• [Consegna A]
Rispondi a queste domande in base al testo sul denaro come acqua e sangue:
(i) Quale editore ha pubblicato il libro di Giacomo Todeschini?
(ii) In quale periodo Pietro di Giovanni Olivi usava gli aggettivi ductilis e fluxibilis per indicare la mobilità del denaro?
(iii) Per quale ragione, secondo Remigio de’ Girolami, il denaro è acqua?
• [Consegna B]
Prosegui il testo sul denaro come acqua e sangue, cominciando subito dopo l’ultima frase riportata.

• [Testo della pagina]
____
Il denaro? È acqua e sangue

Metafore, similitudini e analogie molto antiche attraversano i temi economici dell’età contemporanea. Si pensa di solito che il denaro scorra nel corpo economico della società come il sangue nel corpo umano. E che la ricchezza debba fluire ed essere distribuita come l’acqua che fertilizza la terra. Così, la salute economica o fisica dipende da una circolazione costante e controllata. Giacomo Todeschini nel libro Come l’acqua e il sangue. Le origini medievali del pensiero economico, edito da Carocci, analizza un sistema di immagini proveniente da un Medioevo che è lontano soltanto in apparenza.


La raffigurazione della natura fluida o, come si diceva tra Antichità e Medioevo, fluxibilis, della ricchezza e in particolare della pecunia che la rappresentava, sarà nel corso dei secoli più volte riconosciuta come essenziale per rendere comprensibile e divulgabile il denaro come oggetto tangibile eppure significativo soltanto in conseguenza del suo costante movimento.

La corrispondenza alchemica tra liquabilis, liquido, e fluxibilis, fluido, poté dunque assai precocemente essere indicata come adatta a spiegare non solo l’essenza dell’“argento vivo”, il mercurio, ma anche la sostanza volatile del denaro, la sua duttilità e labilità.

Illustrazione del secolo XIII che mostra le arterie del corpo umano

Nella seconda metà del Duecento Pietro di Giovanni Olivi impiegava dunque i lessici aristotelici e alchemici riassunti dagli aggettivi ductilis e fluxibilis, duttile e fluido, per indicare la mobilità del denaro, la qualità astratta in grado di fare del denaro così come della rinuncia a esso delle realtà informi e incomprensibili, instabili, fluide e vuote ossia inutili e infruttuose («informis et confusa, instabilis, fluxibilis et vacua seu vana et infructuosa»), che si sarebbero invece rivelate utili e concrete se usate in modo appropriato e funzionale.

L’“uso povero” delle cose, come tecnica economica adatta a dare concretezza quotidiana alla rinuncia al possesso e al denaro, così come un impiego del denaro che ne sfruttasse la mobilità sfuggente e caratteristica apparivano a Olivi due modi complementari per trasformare, grazie a strategie pratiche ed economiche, la fluidità informe del denaro e della rinuncia a esso in percorsi politicamente funzionali.

La natura “acquatica” della ricchezza e del denaro era d’altronde ben chiara, per fare un altro esempio, anche al trecentesco Remigio de’ Girolami, che sottolineava l’ambigua maneggevolezza della pecunia facendone appunto un derivato della sua sostanziale fluidità: «il denaro […] è acqua in ragione della sua fluidità» («pecunia […] est aqua ratione fluxibilitatis»).
____
• [Materiale fornito]
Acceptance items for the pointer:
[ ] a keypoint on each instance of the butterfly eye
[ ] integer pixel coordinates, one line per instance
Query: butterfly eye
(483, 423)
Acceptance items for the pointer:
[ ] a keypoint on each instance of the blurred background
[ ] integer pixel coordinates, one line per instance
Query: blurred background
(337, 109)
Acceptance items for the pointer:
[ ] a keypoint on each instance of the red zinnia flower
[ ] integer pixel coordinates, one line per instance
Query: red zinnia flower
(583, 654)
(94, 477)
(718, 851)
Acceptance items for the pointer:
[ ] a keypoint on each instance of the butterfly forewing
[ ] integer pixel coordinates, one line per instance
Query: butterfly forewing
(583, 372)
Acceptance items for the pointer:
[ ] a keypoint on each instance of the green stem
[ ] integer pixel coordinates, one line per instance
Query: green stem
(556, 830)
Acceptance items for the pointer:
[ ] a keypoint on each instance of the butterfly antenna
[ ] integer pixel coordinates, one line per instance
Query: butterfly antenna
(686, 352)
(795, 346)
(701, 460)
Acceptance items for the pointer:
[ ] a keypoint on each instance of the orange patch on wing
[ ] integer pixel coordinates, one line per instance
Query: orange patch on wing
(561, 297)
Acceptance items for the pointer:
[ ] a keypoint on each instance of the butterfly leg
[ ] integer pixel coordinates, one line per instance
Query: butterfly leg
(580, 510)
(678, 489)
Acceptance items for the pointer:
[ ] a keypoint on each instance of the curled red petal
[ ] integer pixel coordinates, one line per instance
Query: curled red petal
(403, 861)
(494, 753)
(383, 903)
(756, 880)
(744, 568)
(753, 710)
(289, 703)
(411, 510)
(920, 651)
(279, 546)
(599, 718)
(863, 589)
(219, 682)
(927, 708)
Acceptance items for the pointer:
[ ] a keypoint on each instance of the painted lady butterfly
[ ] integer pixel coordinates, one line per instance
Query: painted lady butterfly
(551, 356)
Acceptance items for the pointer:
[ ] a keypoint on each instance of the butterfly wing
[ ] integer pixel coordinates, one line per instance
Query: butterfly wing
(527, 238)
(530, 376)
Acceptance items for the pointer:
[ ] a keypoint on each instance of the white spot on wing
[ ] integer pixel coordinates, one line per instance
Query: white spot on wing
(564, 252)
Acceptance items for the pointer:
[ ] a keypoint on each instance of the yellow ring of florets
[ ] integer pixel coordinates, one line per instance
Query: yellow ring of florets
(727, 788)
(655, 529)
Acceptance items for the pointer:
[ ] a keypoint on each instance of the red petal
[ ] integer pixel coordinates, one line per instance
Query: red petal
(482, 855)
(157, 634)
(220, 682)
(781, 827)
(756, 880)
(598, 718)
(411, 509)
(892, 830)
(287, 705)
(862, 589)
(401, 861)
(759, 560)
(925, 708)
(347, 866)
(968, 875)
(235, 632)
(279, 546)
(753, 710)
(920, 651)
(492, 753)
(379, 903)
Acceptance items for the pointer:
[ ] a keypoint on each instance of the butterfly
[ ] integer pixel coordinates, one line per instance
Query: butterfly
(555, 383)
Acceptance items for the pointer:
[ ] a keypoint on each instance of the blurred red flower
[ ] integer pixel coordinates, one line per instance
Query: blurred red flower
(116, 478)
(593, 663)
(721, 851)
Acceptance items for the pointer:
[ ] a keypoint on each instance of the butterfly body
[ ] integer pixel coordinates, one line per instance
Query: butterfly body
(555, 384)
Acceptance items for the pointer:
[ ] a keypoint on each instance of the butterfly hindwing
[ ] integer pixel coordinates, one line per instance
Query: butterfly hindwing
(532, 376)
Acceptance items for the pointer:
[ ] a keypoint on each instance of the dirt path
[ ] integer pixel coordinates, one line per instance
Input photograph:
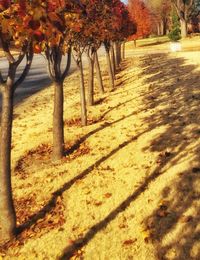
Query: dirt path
(129, 185)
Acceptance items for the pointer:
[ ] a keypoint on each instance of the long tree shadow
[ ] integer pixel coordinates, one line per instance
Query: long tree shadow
(178, 109)
(174, 225)
(178, 102)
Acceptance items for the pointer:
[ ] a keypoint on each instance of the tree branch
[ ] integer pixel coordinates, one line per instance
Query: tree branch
(2, 80)
(48, 55)
(64, 75)
(6, 49)
(29, 58)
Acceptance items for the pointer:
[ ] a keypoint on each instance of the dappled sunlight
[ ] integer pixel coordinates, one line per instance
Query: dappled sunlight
(174, 225)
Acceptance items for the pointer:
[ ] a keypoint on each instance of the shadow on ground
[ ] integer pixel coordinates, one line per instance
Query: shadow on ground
(175, 87)
(174, 92)
(174, 225)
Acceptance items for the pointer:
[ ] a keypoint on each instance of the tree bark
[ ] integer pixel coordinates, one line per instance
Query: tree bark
(183, 28)
(118, 53)
(98, 72)
(58, 125)
(82, 95)
(91, 80)
(113, 64)
(110, 72)
(7, 211)
(123, 50)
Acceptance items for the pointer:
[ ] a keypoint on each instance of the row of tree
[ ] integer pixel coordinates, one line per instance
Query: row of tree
(58, 28)
(159, 15)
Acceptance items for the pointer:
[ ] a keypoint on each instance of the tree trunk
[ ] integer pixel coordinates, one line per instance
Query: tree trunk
(58, 125)
(110, 72)
(91, 80)
(82, 95)
(183, 28)
(118, 53)
(158, 29)
(113, 64)
(98, 72)
(123, 50)
(7, 211)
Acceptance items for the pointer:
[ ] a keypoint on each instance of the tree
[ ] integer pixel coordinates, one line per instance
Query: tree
(160, 11)
(142, 17)
(175, 33)
(184, 8)
(13, 27)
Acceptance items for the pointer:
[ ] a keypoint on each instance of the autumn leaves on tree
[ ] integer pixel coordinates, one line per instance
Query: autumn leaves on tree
(57, 28)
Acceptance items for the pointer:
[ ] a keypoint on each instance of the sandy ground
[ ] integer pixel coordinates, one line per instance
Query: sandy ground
(128, 187)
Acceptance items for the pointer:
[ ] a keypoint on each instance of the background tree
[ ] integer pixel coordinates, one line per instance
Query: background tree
(141, 15)
(13, 28)
(160, 11)
(184, 9)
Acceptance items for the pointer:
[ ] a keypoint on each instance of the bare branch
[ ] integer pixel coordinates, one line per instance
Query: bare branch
(2, 80)
(29, 58)
(48, 55)
(6, 49)
(64, 75)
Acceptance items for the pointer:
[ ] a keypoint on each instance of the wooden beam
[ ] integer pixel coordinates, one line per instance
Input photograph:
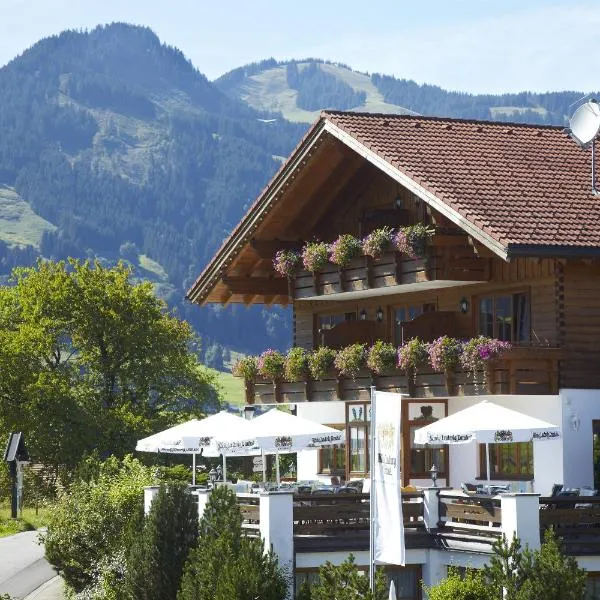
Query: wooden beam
(256, 285)
(267, 248)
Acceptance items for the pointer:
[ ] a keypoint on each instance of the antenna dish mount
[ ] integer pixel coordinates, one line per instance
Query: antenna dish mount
(583, 129)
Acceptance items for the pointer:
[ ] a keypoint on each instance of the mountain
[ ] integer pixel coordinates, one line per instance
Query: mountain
(298, 89)
(113, 145)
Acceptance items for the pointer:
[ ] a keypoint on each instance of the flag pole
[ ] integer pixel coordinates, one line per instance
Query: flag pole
(372, 504)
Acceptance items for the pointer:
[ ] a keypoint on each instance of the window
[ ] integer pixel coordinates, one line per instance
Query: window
(508, 461)
(505, 317)
(358, 425)
(332, 459)
(404, 314)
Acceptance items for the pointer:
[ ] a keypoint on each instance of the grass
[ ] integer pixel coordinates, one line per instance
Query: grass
(18, 223)
(28, 521)
(232, 388)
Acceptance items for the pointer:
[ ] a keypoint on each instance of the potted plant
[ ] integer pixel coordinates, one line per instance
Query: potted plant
(412, 355)
(344, 249)
(381, 357)
(287, 263)
(377, 242)
(247, 368)
(444, 355)
(479, 354)
(271, 365)
(350, 360)
(315, 255)
(320, 362)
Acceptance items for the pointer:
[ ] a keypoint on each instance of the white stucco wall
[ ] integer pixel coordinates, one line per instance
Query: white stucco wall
(330, 412)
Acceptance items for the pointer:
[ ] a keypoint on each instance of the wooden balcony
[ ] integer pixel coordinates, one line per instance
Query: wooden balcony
(531, 370)
(448, 259)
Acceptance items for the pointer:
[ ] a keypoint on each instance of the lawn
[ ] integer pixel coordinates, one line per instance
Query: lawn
(28, 521)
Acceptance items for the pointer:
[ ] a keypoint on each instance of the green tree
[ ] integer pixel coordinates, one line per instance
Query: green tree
(345, 582)
(92, 360)
(226, 564)
(93, 518)
(156, 558)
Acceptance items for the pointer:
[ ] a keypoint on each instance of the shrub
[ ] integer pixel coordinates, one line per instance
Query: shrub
(246, 367)
(377, 242)
(477, 351)
(296, 365)
(271, 365)
(350, 360)
(315, 255)
(92, 519)
(344, 249)
(286, 262)
(381, 357)
(412, 355)
(444, 353)
(320, 362)
(158, 553)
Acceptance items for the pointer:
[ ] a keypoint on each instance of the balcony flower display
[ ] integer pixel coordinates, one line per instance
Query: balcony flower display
(320, 362)
(271, 365)
(315, 255)
(412, 355)
(287, 263)
(444, 353)
(381, 357)
(296, 365)
(377, 242)
(344, 249)
(246, 368)
(350, 360)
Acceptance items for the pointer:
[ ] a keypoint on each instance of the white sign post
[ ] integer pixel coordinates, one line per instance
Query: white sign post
(387, 525)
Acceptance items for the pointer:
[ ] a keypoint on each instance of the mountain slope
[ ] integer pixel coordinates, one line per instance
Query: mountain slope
(285, 86)
(122, 149)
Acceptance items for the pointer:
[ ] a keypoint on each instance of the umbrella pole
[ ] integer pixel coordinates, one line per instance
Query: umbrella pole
(487, 460)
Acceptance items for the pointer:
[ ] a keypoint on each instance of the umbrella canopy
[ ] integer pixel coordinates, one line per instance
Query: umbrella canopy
(487, 423)
(277, 431)
(193, 436)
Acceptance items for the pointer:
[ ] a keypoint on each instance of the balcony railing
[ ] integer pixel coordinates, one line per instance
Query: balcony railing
(531, 370)
(447, 259)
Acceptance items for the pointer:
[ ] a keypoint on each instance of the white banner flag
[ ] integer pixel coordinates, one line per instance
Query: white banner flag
(387, 479)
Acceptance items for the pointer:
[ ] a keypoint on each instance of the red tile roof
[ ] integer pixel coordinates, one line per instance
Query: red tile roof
(523, 185)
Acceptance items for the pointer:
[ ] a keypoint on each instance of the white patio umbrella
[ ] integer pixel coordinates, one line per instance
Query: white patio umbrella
(487, 423)
(277, 432)
(193, 437)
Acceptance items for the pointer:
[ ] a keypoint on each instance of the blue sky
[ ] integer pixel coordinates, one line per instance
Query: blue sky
(472, 45)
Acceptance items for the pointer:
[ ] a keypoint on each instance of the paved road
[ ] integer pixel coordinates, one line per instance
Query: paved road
(23, 567)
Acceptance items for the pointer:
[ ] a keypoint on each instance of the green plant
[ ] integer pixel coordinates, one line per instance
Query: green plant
(444, 353)
(158, 553)
(296, 364)
(93, 517)
(412, 355)
(345, 582)
(226, 564)
(246, 367)
(321, 361)
(287, 262)
(377, 242)
(315, 255)
(271, 365)
(350, 360)
(381, 357)
(344, 249)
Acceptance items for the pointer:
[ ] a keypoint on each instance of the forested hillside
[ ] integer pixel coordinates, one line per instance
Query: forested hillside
(125, 150)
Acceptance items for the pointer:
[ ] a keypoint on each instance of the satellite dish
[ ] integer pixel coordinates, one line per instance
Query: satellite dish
(584, 125)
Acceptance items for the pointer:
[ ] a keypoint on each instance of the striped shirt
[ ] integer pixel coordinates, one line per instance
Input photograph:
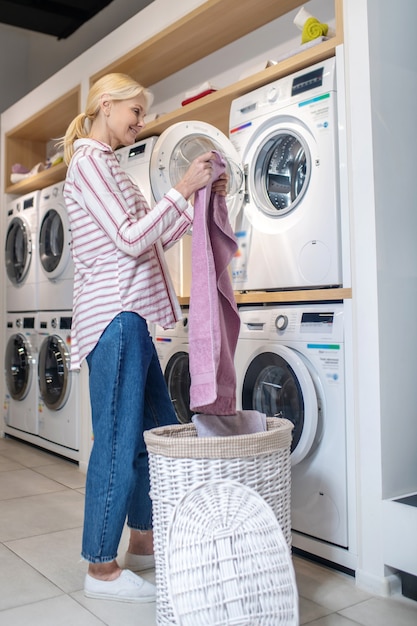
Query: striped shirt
(117, 246)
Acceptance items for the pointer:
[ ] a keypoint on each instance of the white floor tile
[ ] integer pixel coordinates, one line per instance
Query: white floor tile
(25, 482)
(65, 473)
(37, 515)
(56, 556)
(62, 611)
(21, 584)
(328, 588)
(384, 612)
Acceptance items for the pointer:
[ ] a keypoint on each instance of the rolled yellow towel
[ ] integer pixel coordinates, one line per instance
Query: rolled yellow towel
(313, 29)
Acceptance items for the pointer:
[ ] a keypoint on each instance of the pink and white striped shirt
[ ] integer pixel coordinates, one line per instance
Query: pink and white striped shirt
(117, 246)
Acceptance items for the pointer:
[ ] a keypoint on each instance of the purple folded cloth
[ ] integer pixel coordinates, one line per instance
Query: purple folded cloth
(213, 319)
(242, 423)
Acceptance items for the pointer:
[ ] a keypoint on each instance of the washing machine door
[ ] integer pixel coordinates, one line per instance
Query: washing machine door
(53, 372)
(279, 166)
(18, 250)
(54, 242)
(179, 145)
(279, 384)
(177, 377)
(18, 364)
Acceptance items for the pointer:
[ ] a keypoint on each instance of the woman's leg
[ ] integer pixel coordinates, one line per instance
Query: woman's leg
(118, 373)
(158, 411)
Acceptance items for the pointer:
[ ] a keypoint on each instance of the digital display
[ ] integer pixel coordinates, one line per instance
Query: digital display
(65, 323)
(308, 81)
(137, 150)
(28, 322)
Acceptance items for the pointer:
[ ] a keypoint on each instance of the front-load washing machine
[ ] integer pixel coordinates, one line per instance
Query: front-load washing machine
(56, 272)
(288, 230)
(173, 353)
(20, 367)
(290, 362)
(21, 253)
(58, 406)
(136, 160)
(173, 152)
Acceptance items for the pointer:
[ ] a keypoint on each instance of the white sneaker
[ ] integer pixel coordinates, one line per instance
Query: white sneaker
(128, 587)
(139, 562)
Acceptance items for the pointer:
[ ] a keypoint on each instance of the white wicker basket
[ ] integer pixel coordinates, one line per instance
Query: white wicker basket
(179, 460)
(228, 563)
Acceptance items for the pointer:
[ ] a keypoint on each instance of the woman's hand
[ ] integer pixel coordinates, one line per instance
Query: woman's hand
(220, 185)
(197, 176)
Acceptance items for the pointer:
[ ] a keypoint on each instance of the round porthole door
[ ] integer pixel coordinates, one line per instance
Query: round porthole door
(53, 372)
(177, 376)
(279, 384)
(18, 364)
(18, 250)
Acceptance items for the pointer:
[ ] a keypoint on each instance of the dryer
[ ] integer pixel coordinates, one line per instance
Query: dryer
(20, 252)
(20, 367)
(173, 353)
(56, 271)
(288, 230)
(136, 160)
(59, 403)
(290, 362)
____
• [Svolgimento A]
(i) Carocci.
(ii) Nella seconda metà del Duecento.
(iii) In ragione della sua fluidità.

• [Svolgimento B]
Ancora Charles Dumoulin, in pieno Cinquecento calvinista, ragionando, come il cattolico Remigio, di usura e usi possibili del denaro, continuava a trasmettere un’immagine della pecunia che ne faceva un oggetto sfuggente e liquido per definizione, caratterizzato soprattutto dalla sua scivolosa fluidità (lubrica fluxibilitas).

Questa tradizione sarebbe del resto continuata a lungo, penetrando nel cuore stesso dei discorsi economici moderni, come ben dimostra in pieno XVIII secolo la tranquillità con la quale Adam Smith rappresenta il sistema di entrate e uscite bancario per mezzo della metafora di un’acqua che scorre senza sosta (a stream continually running) riempiendo e svuotando ritmicamente uno stagno.

A partire dalla ripetuta e diffusa affermazione teologica della circolarità come forma della perfezione, la circolazione degli umori, del sangue soprattutto, poteva apparire, sin dal primo Medioevo, il paradigma di un’organizzazione economica e sociale cristiana finalizzata a mantenere in buona salute il Corpo terreno del Cristo, la societas christianorum in quanto soggetto al tempo stesso terreno e trascendente. Contemporaneamente però, l’immagine del fluire dell’acqua regolare e costante, controllato, appariva in modo complementare fra Alto e Basso Medioevo come la metafora-chiave di una razionalità economica che nel continuo scorrere di un fluido fertilizzante individuava l’origine di una fruttificazione equivalente alla salute del Corpo mistico occidentale.

Il cambiavalute e sua moglie del pittore olandese Marinus van Reymerswaele

L’Incarnazione divina era stata d’altronde raffigurata, dalla Scuola francescana, come un fiume che, nel suo moto circolare, scaturendo dall’Alto, congiungeva la Terra al Cielo, e “fiume” ossia flusso poteva essere detta, secondo questa logica, l’emanazione delle Persone che componevano la Trinità (dicitur fluvius personarum emanatio). La circolazione e il flusso apparivano insomma, già in ambiente patristico, ma certo in misura crescente nella fase di accelerazione delle economie europee e della formazione della teologia degli Scolastici, fra XII e XVI secolo, come gli emblemi visivi di un’amministrazione della realtà economica in costante equilibrio fra teologia e contabilità.

Mentre il circulum (e la circulatio che lo realizzava) rimandava alla perfezione di una dialettica del creato e coincideva con l’equilibrio salutare ideale del Corpo cristiano in quanto soggetto nello stesso tempo mistico ed economico, il fluxus determinava un vasto immaginario della fioritura e della fruttificazione in grado di completare il disegno metaforico della salute/Salvezza del Corpo sociale affermandosi come conseguenza diretta della circolazione ininterrotta e dunque perfetta che dell’amministrazione quotidiana faceva un riflesso dell’ordine universale.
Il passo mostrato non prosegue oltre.